§ Texto dado
Autorichavismo, por Teodoro Petkoff
Uno de los próceres de la patria bolivariana, parafraseando al Che Guevara, apuntaba que en las revoluciones siempre ocurren cosas extraordinarias. ¿Y a propósito de qué este alarde de originalidad? Pues a propósito del anuncio presidencial de que el MBR-200 va a ser organizado nada menos y nada más que desde el propio Palacio de Miraflores. Según este criterio, esas cosas poco ordinarias son propias de las revoluciones y debemos admitirlas con naturalidad. Pues bien, en el supuesto (negado, desde luego) de que aquí hubiera una revolución (que sólo existe en el afiebrado discurso del propio Hugo y en más nada), ella ha venido presentando como su logro más extraordinario la Constitución. Ese librito azul -o «la bicha», como ahora la denomina Chávez, probablemente sin darse cuenta de una de las connotaciones del término, referida al llamado oficio más antiguo de la humanidad- establece unas reglas de juego supuestamente «revolucionarias». Lo «extraordinario», pues, se ejecutaría a partir de la normativa establecida en ese magno texto.
Precisamente, para superar los males de la Cuarta, la bicha deja claro que los funcionarios públicos no pueden estar al servicio de ninguna parcialidad, sino del Estado (artículo 145). La idea es impedir que el partido, o la alianza de ellos, que gane el gobierno, utilice este para sus fines particulares, en desmedro de los intereses del conjunto de la nación y del Estado. Utilizar el gobierno para crear un partido, así sea el de la «revolución», lo único que tiene de «extraordinario» es el cinismo de quien lo propone y de quienes lo convalidan con argumentos retorcidos y especiosos.

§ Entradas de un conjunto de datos
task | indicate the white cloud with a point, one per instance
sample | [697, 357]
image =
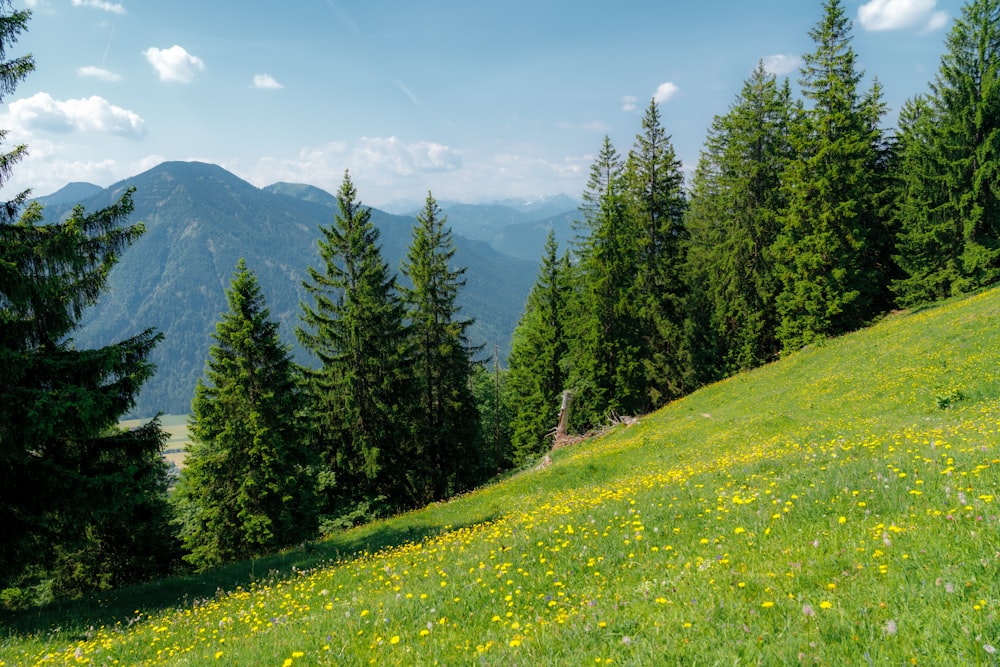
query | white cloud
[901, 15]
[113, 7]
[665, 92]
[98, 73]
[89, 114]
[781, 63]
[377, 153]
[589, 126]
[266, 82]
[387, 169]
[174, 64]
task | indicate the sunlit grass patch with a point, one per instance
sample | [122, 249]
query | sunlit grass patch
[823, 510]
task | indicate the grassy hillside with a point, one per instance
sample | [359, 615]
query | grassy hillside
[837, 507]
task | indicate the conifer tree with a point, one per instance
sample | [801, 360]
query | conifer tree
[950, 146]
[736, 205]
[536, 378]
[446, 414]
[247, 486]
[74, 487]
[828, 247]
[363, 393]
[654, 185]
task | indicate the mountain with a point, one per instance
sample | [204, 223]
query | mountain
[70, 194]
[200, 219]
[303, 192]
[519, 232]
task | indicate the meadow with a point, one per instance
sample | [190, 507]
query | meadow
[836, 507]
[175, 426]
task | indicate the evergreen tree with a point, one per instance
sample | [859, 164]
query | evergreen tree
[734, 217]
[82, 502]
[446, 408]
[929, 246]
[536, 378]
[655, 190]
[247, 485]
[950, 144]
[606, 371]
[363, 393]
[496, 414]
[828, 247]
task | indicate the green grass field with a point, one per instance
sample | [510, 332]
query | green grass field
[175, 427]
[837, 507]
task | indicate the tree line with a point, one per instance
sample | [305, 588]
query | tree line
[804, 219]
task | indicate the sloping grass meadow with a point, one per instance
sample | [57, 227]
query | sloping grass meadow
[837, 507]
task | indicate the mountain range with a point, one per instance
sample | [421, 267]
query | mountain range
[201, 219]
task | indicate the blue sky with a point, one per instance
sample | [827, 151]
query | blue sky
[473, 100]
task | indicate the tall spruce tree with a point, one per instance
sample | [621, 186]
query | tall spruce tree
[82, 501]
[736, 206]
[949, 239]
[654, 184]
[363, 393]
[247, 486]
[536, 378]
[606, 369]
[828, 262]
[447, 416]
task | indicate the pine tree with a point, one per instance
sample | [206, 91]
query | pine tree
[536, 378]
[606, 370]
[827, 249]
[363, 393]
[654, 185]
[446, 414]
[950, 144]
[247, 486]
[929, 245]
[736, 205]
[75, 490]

§ Lista de tareas
**1.** Enumera, sin repetir ninguna, las palabras o expresiones que el texto sobre el autorichavismo pone entre comillas angulares.
**2.** Duplica el fragmento del texto sobre el autorichavismo que empieza en las palabras "Precisamente, para superar" y termina después de "retorcidos y especiosos.".
Los ítems provienen de una fuente distinta a la del texto.

§ Respuestas
**1.** la bicha, revolucionarias, extraordinario, revolución

**2.**
Precisamente, para superar los males de la Cuarta, la bicha deja claro que los funcionarios públicos no pueden estar al servicio de ninguna parcialidad, sino del Estado (artículo 145). La idea es impedir que el partido, o la alianza de ellos, que gane el gobierno, utilice este para sus fines particulares, en desmedro de los intereses del conjunto de la nación y del Estado. Utilizar el gobierno para crear un partido, así sea el de la «revolución», lo único que tiene de «extraordinario» es el cinismo de quien lo propone y de quienes lo convalidan con argumentos retorcidos y especiosos.